■ WHAT NEEDS TO BE DONE ■
Match on the string "siding" in the entries below and return every matching line.

BEGIN INPUT RECORDS

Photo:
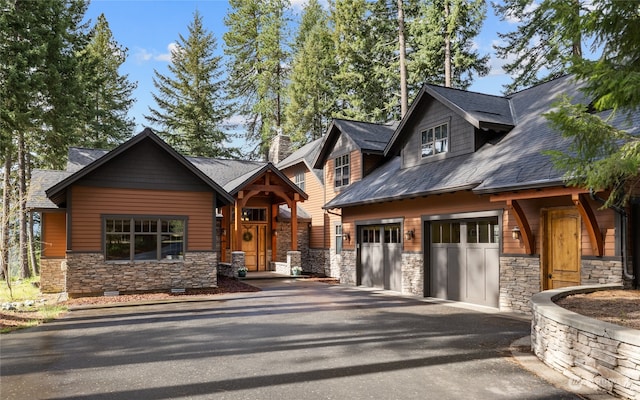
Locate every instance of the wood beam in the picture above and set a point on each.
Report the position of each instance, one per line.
(525, 229)
(591, 223)
(294, 226)
(537, 194)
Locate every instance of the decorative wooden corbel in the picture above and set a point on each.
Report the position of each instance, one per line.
(525, 229)
(590, 222)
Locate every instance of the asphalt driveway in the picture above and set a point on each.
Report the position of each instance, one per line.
(293, 340)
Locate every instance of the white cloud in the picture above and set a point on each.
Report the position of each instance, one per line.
(143, 55)
(512, 19)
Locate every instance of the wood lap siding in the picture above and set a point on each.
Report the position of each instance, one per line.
(54, 235)
(90, 203)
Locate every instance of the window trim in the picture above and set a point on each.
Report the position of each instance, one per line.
(342, 168)
(132, 233)
(433, 142)
(299, 180)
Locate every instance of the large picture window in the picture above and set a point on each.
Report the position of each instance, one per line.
(144, 238)
(435, 140)
(342, 171)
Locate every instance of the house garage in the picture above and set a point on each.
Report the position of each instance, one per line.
(463, 259)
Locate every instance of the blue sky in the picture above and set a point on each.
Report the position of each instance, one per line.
(149, 27)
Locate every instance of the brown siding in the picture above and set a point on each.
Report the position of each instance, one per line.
(54, 235)
(533, 209)
(90, 203)
(313, 205)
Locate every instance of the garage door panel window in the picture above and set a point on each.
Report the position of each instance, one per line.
(392, 234)
(371, 235)
(445, 232)
(483, 231)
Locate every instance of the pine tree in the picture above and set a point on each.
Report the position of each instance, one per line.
(310, 92)
(255, 45)
(107, 94)
(602, 156)
(190, 112)
(39, 89)
(443, 40)
(547, 39)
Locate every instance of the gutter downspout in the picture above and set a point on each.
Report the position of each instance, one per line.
(624, 220)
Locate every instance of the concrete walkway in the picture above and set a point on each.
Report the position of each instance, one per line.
(293, 340)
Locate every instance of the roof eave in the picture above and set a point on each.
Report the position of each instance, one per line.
(452, 189)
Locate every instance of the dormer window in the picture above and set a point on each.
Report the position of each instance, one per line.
(299, 180)
(342, 171)
(435, 140)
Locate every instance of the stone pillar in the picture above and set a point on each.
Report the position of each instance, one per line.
(237, 261)
(294, 259)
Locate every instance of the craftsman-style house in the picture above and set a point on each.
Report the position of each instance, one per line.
(143, 217)
(461, 202)
(456, 201)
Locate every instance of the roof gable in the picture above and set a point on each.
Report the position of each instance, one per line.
(367, 137)
(142, 147)
(483, 111)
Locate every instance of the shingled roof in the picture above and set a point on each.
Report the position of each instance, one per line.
(368, 137)
(515, 162)
(306, 155)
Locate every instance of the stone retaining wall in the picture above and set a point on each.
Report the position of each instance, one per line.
(593, 353)
(89, 274)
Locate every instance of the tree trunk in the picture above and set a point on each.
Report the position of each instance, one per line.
(4, 233)
(403, 62)
(22, 212)
(447, 45)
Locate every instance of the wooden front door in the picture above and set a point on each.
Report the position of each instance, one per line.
(254, 245)
(561, 255)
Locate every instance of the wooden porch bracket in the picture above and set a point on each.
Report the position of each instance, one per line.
(525, 229)
(591, 223)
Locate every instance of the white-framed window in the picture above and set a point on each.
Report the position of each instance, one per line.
(342, 171)
(144, 238)
(299, 180)
(435, 140)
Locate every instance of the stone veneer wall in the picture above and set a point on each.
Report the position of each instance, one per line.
(601, 271)
(284, 242)
(53, 275)
(413, 273)
(592, 353)
(88, 273)
(317, 261)
(519, 280)
(348, 274)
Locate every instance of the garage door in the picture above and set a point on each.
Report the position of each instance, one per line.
(380, 256)
(464, 261)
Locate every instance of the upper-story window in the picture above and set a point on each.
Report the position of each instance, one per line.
(342, 171)
(299, 180)
(435, 140)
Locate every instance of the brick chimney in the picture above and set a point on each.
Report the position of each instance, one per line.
(280, 148)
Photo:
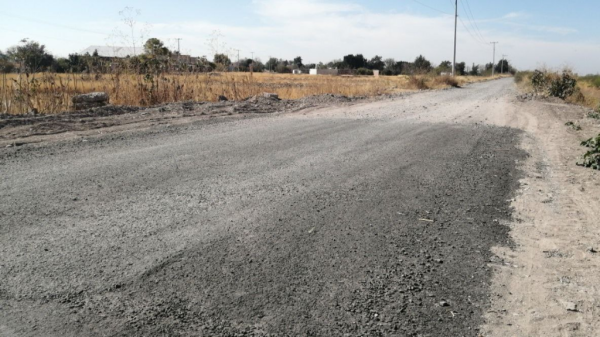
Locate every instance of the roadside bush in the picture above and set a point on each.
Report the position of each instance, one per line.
(446, 80)
(521, 75)
(539, 81)
(563, 86)
(593, 80)
(556, 85)
(364, 71)
(591, 158)
(573, 126)
(595, 114)
(417, 83)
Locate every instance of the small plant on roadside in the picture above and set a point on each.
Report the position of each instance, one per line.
(539, 81)
(446, 80)
(573, 126)
(562, 86)
(595, 114)
(364, 71)
(417, 83)
(591, 158)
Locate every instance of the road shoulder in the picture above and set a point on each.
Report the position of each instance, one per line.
(548, 284)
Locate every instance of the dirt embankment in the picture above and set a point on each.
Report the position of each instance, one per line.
(16, 130)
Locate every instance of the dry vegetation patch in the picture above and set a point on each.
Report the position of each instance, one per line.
(52, 93)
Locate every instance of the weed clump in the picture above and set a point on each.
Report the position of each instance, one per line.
(573, 126)
(446, 80)
(417, 83)
(591, 158)
(556, 85)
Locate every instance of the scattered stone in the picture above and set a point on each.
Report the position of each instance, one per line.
(91, 100)
(271, 96)
(570, 306)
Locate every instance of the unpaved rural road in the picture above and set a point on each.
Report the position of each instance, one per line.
(376, 219)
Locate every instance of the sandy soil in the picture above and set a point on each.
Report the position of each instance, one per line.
(180, 224)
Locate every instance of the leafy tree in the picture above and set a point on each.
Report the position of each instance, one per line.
(392, 67)
(460, 68)
(298, 61)
(355, 62)
(31, 55)
(61, 65)
(503, 66)
(335, 64)
(5, 65)
(376, 63)
(422, 65)
(156, 47)
(444, 67)
(222, 59)
(271, 64)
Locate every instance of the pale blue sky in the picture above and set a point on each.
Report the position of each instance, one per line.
(532, 33)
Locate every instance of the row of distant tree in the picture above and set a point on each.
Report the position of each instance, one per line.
(31, 56)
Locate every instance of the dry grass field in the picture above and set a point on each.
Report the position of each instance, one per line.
(50, 93)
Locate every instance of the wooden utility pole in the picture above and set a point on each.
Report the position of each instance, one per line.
(455, 28)
(494, 59)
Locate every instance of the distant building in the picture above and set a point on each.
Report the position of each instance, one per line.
(113, 51)
(324, 71)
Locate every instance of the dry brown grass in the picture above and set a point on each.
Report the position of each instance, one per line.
(590, 93)
(52, 93)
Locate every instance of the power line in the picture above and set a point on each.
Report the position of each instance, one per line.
(469, 31)
(494, 59)
(36, 35)
(474, 22)
(432, 8)
(52, 24)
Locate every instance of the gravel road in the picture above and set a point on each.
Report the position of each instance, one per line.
(370, 220)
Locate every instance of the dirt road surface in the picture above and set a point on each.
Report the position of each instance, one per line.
(404, 217)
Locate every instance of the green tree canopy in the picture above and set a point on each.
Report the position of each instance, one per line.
(422, 64)
(355, 62)
(31, 55)
(156, 47)
(377, 63)
(298, 61)
(222, 59)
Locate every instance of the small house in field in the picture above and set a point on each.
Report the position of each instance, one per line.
(113, 51)
(324, 71)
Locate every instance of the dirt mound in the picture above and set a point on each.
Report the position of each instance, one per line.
(30, 126)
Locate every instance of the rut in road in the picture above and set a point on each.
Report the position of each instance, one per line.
(271, 226)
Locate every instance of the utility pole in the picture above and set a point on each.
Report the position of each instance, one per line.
(178, 45)
(494, 58)
(238, 58)
(455, 27)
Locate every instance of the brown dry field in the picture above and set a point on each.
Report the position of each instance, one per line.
(50, 93)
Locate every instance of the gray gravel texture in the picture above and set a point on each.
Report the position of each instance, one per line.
(270, 226)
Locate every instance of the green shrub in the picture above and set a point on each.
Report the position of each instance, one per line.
(521, 75)
(417, 83)
(594, 115)
(364, 71)
(573, 126)
(539, 81)
(563, 86)
(592, 157)
(556, 85)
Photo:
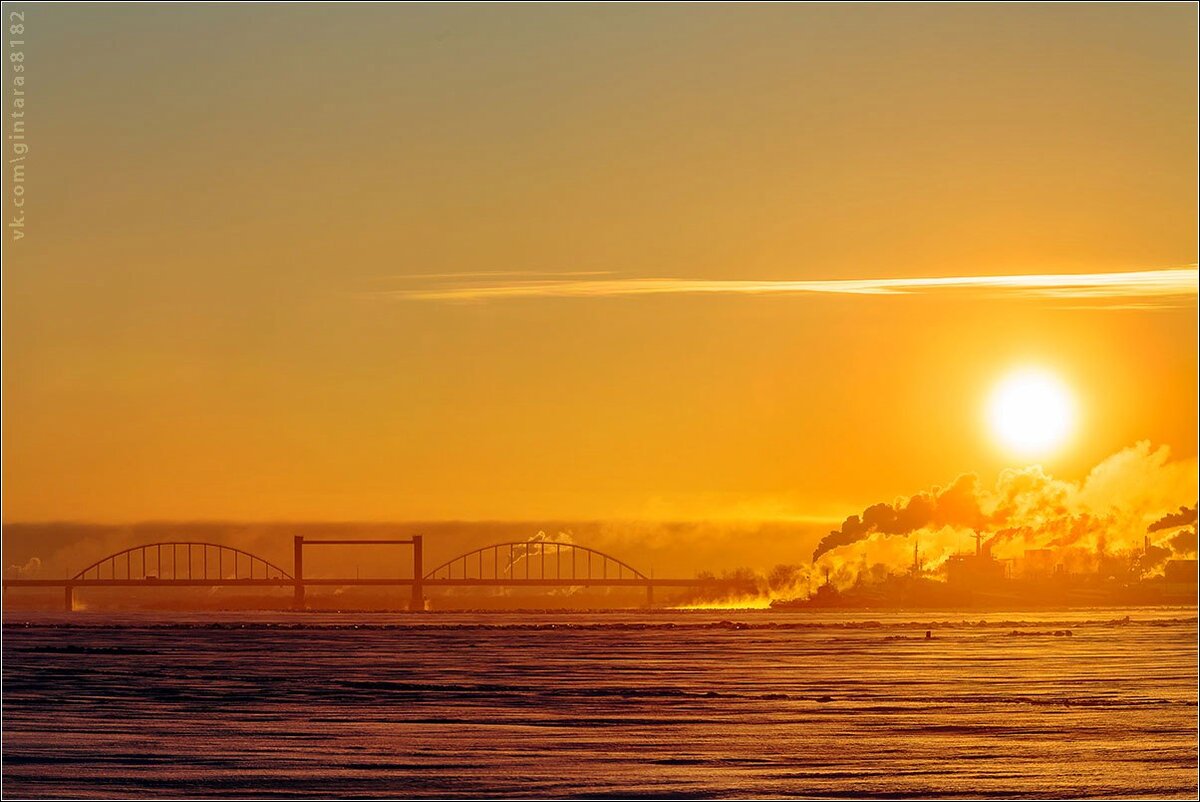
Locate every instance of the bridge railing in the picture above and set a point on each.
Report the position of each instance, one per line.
(535, 560)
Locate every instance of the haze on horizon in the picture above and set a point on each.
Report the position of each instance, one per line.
(592, 262)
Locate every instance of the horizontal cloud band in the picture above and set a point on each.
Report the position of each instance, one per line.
(1175, 283)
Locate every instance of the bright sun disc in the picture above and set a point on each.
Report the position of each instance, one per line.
(1031, 412)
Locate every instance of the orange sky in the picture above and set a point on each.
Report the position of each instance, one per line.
(229, 301)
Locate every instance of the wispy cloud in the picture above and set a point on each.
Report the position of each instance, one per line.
(1159, 287)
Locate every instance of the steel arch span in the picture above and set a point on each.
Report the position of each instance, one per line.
(535, 560)
(181, 560)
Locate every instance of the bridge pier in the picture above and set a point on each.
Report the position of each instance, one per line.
(298, 573)
(418, 602)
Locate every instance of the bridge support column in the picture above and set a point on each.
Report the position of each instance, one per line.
(418, 602)
(298, 573)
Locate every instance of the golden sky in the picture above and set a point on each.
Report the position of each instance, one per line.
(519, 262)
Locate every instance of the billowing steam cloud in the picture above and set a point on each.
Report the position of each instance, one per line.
(1186, 516)
(955, 506)
(1027, 518)
(28, 569)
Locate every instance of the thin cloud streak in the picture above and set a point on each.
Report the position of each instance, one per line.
(1147, 286)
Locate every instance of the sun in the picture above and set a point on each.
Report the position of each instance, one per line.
(1031, 412)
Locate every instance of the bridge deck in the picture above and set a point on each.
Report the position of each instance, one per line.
(367, 582)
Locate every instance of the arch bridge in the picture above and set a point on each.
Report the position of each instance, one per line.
(181, 560)
(535, 560)
(516, 563)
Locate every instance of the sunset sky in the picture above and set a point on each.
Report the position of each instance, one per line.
(588, 262)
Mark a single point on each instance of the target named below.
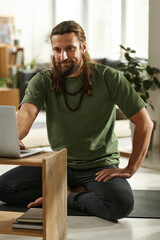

END INPUT RECORDS

■ EXERCISE RESPONSE ■
Locate every instance of the wood lap siding in the picture above and set a point on each.
Locate every instance of the brown siding in the picture above and set a point on each.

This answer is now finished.